* [BRONFRAGMENT]
★ ★ ★ ★ ★

Flor Cools (82) werd geboren in Heikant, waar nu de Heikantvenstraat is. Hij was de jongste van elf kinderen, eigenlijk twaalf, maar een van de kinderen stierf al jong. Flor heeft nu nog één broer en één zus.
Bedoeling dat ik priester werd
“Mijn vader was landbouwer en nam na zijn huwelijk de boerderij van zijn ouders over”, vertelt Flor. “De boerderij was op de Donkweg, toen op nummer 18, maar dat is allemaal hernummerd.
Ik ging naar de kleuterschool in de Kerkstraat, daar waar later ’t Schakeltje kwam. In het vierde leerjaar van de lagere school ging ik naar de Broeders van Liefde, in de Stationsstraat naast ‘t Gildenhuys. Daarna naar de Rommeshoef, naar de paters. Als jongste van een groot gezin was het eigenlijk de bedoeling dat ik priester werd. Maar ik ontdekte dat er twee soorten mensen waren, mannen en… meisjes en juist in die meisjes was ik geïnteresseerd. Na twee jaar bij de paters dacht ik: ik ga werken.”
Postbode
“Er waren veel expediteurs aan de grens en bij eentje ben ik gaan werken. Eigenlijk was ik loopjongen tussen het kantoor aan het station en aan de grens en bracht de papieren op de fiets over en weer. Tussendoor begon ik ook wat kantoorwerk te doen en heb daar tot mijn achttiende gewerkt. Toen deed ik een examen voor de posterijen, een ingangsexamen om postbode te worden. Ik was nummer 57 op dat examen, maar eindigde hoog en kon meteen beginnen. Eerst in Gooreind, toen Kapellen, Antwerpen en Essen. Mijn eindplaats in Essen, voor wat betreft de postbezorging, was in Horendonk, daar heb ik 21 jaar gelopen.”

★ ★ ★ ★ ★

* [GETOONDE GEGEVENS]
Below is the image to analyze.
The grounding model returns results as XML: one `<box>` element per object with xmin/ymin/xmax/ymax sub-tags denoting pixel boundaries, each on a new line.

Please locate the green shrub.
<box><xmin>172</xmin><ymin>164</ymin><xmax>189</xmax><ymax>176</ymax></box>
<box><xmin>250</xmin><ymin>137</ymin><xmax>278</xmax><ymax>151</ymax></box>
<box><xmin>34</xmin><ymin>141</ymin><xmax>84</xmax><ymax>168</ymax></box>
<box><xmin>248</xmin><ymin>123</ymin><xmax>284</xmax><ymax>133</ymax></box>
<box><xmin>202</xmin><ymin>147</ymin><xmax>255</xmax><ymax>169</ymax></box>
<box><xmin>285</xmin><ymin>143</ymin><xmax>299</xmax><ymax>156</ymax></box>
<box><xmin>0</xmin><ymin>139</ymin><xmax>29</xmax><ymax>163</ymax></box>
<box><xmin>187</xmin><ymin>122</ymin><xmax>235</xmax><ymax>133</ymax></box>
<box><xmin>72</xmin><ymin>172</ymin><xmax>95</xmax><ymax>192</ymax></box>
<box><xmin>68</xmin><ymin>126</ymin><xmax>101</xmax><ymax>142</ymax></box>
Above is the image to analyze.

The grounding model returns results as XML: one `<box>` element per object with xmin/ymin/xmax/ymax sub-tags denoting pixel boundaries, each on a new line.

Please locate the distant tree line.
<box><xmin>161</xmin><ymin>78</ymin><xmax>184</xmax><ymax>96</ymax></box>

★ ★ ★ ★ ★

* [GEVRAAGDE OPDRACHTEN]
[a] Waar lag volgens het verhaal van Flor Cools zijn eindplaats als postbode in Essen?
[b] Zet het verhaal van Flor Cools voort vanaf de laatste zin.

* [RESULTATEN PER OPDRACHT]
[a] In Horendonk.

[b]
’Er wordt niet gekust!’
“Mijn vrouw Leentje ontmoette ik op mijn twintigste in zaal Verhoeven in Nispen. Ik zag haar en ging haar halen om te dansen. Maar ik was een stijve Driek en zij kon heel goed dansen, omdat ze altijd dansles had gevolgd. Dus dat ging zo goed niet, maar ik kreeg haar toch zo ver dat ik haar thuis mocht brengen. Ze woonde in Wouw en we gingen er op de fiets naar toe. Onderweg wilde ik stoppen, maar ze zei: ‘Nee, er wordt nog niet gekust!’ Tot we bij haar huis waren en we elkaar een bescheiden kusje hebben gegeven. Ik was meteen verliefd, maar zij nog niet.”
Sporthemd
“Het was Roosendaalse kermis en spraken af elkaar daar dinsdag weer te zien. De eerste weken was het kalverliefde en kwamen we niet bij elkaar thuis. Na drie maanden zeiden haar ouders: ‘Laat die Bels maar eens zien.’ Mijn aanstaande schoonouders hadden kennissen in Essen en gingen daar informeren uit wat voor nest ik kwam. Die kennissen hadden gezegd dat we veel geld hadden, maar dat was helemaal niet zo! Maar dat merkten ze wel aan de diverse dingen. Leentjes ouders waren jonger en moderner dan mijn ouders, wat aan de kleding, vooral de mijne, te zien was, want ik droeg ouderwetse kleren. Leentje werkte in een kledingzaak in Bergen Op Zoom en kocht daar een mooi sporthemd voor me. Mijn ouders zeiden: ‘Zo, wat heeft dat gekost?’ ‘Vijftien gulden’, vertelde ik. ‘De trouwhemden van je broers waren nog niet zo duur!’ reageerden ze, dus het viel niet in goede aarde.”
Via Borgerhout naar Essen
“Leentje en ik zijn op 12 oktober 1961 getrouwd. We wilden al eerder trouwen, maar ik was toen nog 21 en Leentjes moeder vond dat te jong, omdat de aankondiging in de krant kwam. Dus moesten we een maand wachten, want dan stond erin dat ik 22 was. Ik werkte toen nog in Antwerpen en zijn daarom in Borgerhout gaan wonen. Mijn vrouw wilde ook niet in een boerengat als Essen wonen. We hebben anderhalf jaar in Borgerhout gewoond en verhuisden terug naar Essen waar we bij mijn ouders zijn gaan wonen.”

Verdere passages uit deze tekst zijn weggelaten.